Work to be completed.
Retype nothing but the lines running from the line that contains "Target: clock face" to the last line, both ends included, and skip every image.
>> BEGIN
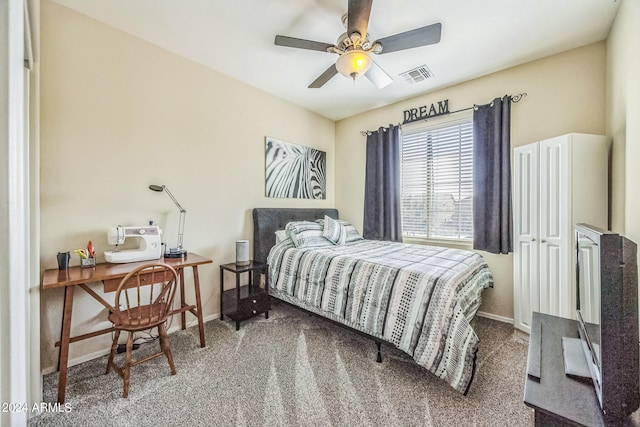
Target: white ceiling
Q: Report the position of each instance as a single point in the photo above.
(236, 38)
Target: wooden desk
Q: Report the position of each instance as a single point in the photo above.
(559, 400)
(109, 274)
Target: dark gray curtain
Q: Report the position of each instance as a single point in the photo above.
(382, 186)
(492, 223)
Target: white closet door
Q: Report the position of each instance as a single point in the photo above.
(525, 226)
(555, 244)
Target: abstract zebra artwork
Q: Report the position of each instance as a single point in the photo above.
(294, 171)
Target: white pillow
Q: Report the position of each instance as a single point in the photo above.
(280, 236)
(333, 231)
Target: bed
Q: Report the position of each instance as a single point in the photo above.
(418, 298)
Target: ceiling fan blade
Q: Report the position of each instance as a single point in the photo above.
(301, 43)
(378, 76)
(324, 77)
(409, 39)
(358, 16)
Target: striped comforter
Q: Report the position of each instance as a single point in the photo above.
(419, 298)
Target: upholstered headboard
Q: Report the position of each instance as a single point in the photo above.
(267, 220)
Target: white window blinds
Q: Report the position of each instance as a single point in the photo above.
(437, 180)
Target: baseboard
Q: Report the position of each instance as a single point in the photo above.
(495, 317)
(104, 352)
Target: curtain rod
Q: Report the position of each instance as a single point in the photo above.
(514, 99)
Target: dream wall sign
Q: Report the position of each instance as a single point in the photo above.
(295, 171)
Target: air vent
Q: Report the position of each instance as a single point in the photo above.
(417, 74)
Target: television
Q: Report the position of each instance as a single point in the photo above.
(607, 317)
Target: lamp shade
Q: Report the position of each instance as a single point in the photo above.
(353, 63)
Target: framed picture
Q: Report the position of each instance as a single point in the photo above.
(294, 171)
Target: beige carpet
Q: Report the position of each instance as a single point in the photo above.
(295, 370)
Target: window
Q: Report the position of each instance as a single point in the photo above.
(437, 180)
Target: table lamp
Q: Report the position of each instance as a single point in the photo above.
(179, 251)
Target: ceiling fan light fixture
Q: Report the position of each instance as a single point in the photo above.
(353, 63)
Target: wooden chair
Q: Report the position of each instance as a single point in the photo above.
(143, 301)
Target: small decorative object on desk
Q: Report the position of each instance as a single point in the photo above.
(87, 256)
(242, 252)
(63, 260)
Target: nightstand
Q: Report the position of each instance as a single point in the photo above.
(245, 300)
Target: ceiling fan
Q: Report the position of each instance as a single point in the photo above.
(355, 48)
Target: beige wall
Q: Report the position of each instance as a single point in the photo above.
(566, 93)
(118, 114)
(623, 118)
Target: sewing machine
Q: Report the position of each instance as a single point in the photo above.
(149, 244)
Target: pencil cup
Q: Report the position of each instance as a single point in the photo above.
(87, 262)
(242, 252)
(63, 260)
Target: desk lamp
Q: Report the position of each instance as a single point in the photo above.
(179, 251)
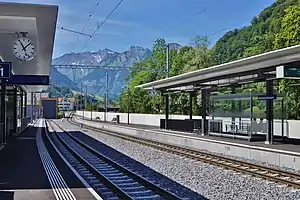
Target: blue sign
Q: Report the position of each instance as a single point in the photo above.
(5, 70)
(265, 97)
(29, 80)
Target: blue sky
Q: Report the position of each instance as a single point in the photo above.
(140, 22)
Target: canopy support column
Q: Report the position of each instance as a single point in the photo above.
(269, 111)
(204, 126)
(191, 105)
(167, 111)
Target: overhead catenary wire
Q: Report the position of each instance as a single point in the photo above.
(101, 24)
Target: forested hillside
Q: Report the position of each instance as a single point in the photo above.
(276, 27)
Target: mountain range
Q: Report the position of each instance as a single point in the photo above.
(95, 78)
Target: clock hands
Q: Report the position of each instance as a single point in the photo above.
(24, 49)
(30, 43)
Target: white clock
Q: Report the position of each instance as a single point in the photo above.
(24, 49)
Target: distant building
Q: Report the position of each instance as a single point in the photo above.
(65, 104)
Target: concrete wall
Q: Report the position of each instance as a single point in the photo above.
(271, 156)
(291, 127)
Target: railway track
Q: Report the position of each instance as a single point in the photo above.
(271, 174)
(108, 178)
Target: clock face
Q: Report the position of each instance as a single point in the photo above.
(24, 49)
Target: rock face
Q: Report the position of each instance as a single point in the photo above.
(95, 78)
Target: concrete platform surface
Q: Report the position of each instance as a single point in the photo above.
(284, 155)
(28, 166)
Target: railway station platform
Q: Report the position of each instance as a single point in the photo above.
(285, 155)
(23, 74)
(31, 169)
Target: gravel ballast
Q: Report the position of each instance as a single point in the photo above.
(208, 180)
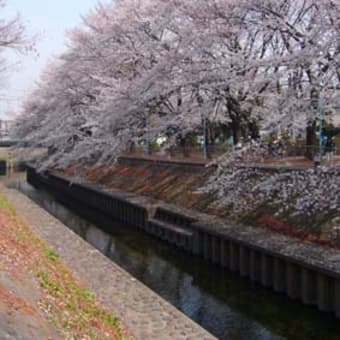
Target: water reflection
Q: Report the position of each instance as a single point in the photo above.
(228, 306)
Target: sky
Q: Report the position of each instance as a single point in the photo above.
(48, 21)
>> END
Task output.
Target: clock face
Q: Report the position of each instance as a single point in the photo above.
(24, 49)
Target: rock face
Q: Report the position of each instance as a single point in the photo above.
(95, 78)
Target: concrete platform surface
Q: Report the position of each instance as a single point in the photo above.
(284, 155)
(28, 166)
Target: railway station platform
Q: Report the position of each instance as a single point in the photo above.
(285, 155)
(23, 74)
(31, 169)
Target: gravel ballast
Q: Report the position of each instance as a single point in the photo above.
(208, 180)
Target: water reflection
Q: Report the position of each instance as a single point in the photo above.
(228, 306)
Target: sky
Q: Report the position of each instance as a single point in the photo above.
(48, 21)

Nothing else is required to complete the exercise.